*What this task involves*:
Reproduce each of the entries below verbatim, with no alterations.

*Given information*:
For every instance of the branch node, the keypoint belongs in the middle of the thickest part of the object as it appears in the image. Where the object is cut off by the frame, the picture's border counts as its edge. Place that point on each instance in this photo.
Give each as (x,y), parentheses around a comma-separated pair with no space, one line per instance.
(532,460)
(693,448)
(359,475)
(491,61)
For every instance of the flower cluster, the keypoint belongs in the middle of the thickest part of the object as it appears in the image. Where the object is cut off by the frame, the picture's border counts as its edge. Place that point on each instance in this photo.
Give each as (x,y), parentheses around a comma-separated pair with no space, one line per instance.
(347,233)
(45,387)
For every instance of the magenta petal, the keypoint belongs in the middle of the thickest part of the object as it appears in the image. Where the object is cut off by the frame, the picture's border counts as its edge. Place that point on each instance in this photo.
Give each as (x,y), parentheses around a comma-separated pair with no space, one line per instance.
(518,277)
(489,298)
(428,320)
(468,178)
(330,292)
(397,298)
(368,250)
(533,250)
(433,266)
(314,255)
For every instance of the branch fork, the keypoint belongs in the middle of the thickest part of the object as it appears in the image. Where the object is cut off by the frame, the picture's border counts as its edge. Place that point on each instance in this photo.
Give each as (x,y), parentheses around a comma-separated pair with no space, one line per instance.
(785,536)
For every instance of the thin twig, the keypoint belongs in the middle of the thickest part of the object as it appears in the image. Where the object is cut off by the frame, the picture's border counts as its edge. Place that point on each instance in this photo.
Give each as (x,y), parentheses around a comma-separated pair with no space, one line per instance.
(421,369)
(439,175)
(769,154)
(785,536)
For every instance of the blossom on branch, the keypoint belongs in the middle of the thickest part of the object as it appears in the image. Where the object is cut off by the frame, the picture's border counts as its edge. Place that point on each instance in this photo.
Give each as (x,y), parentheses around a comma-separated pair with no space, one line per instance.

*Answer for this exercise*:
For every instance of the branch node, the keypoint belongs in the middle of the thickest part of the object as it appears in the image. Where the object is cut off by the frame, the picture's border counts as its edge. Place that point on each instance in this photo.
Give each as (x,y), parentheses around a comma-separated pair with no space, one line per instance.
(532,460)
(693,448)
(359,475)
(491,61)
For every instance of the flower cluster, the keypoint belongs in the middle of the thickest part of the object as it appears in the image. Where the object is cut off by the frame, the picture's border counts as its edge. Place that point on each instance in this photo.
Give each as (x,y), parentheses around a comma-separated pair with no space, one line per instance.
(347,233)
(45,387)
For every instance of the magenta petal, the keypoint belongs in the middle of the thickest part of the object as it appears in the image. Where the object is cut off by the frame, the picture's border counts as its edge. Place that point on each instance in this photo.
Give each as (x,y), parentheses around a comma-separated pair with no space, one line per instance.
(518,277)
(489,298)
(428,320)
(468,178)
(330,292)
(397,298)
(368,250)
(533,250)
(433,266)
(314,255)
For every instance of the branch fork, the keypoint belongs in the middle of the thickest part of the object as it appears in the image. Where the object is cut off by the frame, the picture's border counts as its edge. Place that point on each instance in this photo.
Give each as (x,y), parentheses around a comma-separated pair with no space, one line per instance.
(785,536)
For every instance of the thin twig, the keypoint belongs in the middle of the thickest part of the object as it appears in the image. Where the object is cut off by the frame, the picture's border counts as its edge. Place that point on each instance in this photo.
Give each as (x,y), parentheses around a comma-separated pair with no space, one line per instance.
(421,369)
(439,175)
(769,154)
(785,536)
For every instance of the blossom on branch, the keypoint belongs in the middle of the thickest part of the object as it appears in the image. Where the object is cut off by the frame, the picture's border counts as its edge. Place that point on each instance in this photo.
Give each as (x,y), parentheses around a comma-separated pair with no space, one line per instance.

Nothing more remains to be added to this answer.